● PROBLEM DETAILS: Every line of the records counts; transcribe each one exactly.

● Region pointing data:
==============================

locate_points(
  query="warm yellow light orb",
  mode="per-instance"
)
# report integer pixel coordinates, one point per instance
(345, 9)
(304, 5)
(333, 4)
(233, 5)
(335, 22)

==============================

● EXERCISE SOLUTION:
locate_points(
  query="warm yellow light orb",
  mode="per-instance"
)
# report integer pixel coordinates, one point per instance
(345, 9)
(304, 5)
(333, 4)
(233, 5)
(335, 22)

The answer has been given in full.